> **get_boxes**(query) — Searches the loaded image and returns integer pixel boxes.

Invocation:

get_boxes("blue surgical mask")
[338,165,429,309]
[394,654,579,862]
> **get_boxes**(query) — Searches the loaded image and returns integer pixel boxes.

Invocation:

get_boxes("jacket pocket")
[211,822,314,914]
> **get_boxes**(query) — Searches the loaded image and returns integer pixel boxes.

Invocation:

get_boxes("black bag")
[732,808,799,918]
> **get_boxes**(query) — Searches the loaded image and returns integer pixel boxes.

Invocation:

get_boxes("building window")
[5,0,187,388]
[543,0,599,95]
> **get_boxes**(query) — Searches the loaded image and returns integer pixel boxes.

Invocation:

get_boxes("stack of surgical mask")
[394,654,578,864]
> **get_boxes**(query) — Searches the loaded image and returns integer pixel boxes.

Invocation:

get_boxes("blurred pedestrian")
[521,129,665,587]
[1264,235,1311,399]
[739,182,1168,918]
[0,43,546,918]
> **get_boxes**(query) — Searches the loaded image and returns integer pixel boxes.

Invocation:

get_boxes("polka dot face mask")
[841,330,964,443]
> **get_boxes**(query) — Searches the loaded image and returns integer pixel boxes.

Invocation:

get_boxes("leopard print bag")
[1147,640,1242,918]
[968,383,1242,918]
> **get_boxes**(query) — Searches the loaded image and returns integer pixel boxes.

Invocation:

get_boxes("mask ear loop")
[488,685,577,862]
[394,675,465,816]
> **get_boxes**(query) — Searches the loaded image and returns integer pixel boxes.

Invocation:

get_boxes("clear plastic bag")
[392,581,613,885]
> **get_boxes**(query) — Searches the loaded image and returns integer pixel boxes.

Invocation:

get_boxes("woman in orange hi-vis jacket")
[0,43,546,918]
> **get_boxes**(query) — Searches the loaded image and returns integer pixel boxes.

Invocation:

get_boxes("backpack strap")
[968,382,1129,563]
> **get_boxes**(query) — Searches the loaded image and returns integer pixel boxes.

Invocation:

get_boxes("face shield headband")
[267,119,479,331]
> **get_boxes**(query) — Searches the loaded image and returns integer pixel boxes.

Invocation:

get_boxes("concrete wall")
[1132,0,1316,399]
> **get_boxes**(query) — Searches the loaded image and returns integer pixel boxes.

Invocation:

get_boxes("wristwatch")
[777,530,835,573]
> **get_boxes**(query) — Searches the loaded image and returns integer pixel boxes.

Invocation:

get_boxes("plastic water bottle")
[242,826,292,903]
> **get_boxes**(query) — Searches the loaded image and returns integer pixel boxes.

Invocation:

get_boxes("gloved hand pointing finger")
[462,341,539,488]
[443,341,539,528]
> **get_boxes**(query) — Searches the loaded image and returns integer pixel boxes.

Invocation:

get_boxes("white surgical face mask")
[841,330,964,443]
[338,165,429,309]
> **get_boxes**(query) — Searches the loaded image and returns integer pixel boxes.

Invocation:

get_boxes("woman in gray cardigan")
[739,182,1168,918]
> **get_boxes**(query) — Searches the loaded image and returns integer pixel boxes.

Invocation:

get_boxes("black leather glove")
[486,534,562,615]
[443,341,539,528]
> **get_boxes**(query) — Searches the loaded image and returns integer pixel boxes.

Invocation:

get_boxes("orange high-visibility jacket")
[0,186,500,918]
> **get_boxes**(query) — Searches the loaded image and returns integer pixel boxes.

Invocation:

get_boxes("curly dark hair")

### Exercise brief
Show every line in the data above that contains the word "face", copying each one in full and unchanged.

### Final result
get_boxes("polka dot face mask")
get_boxes("face shield headband")
get_boxes("white surgical face mask")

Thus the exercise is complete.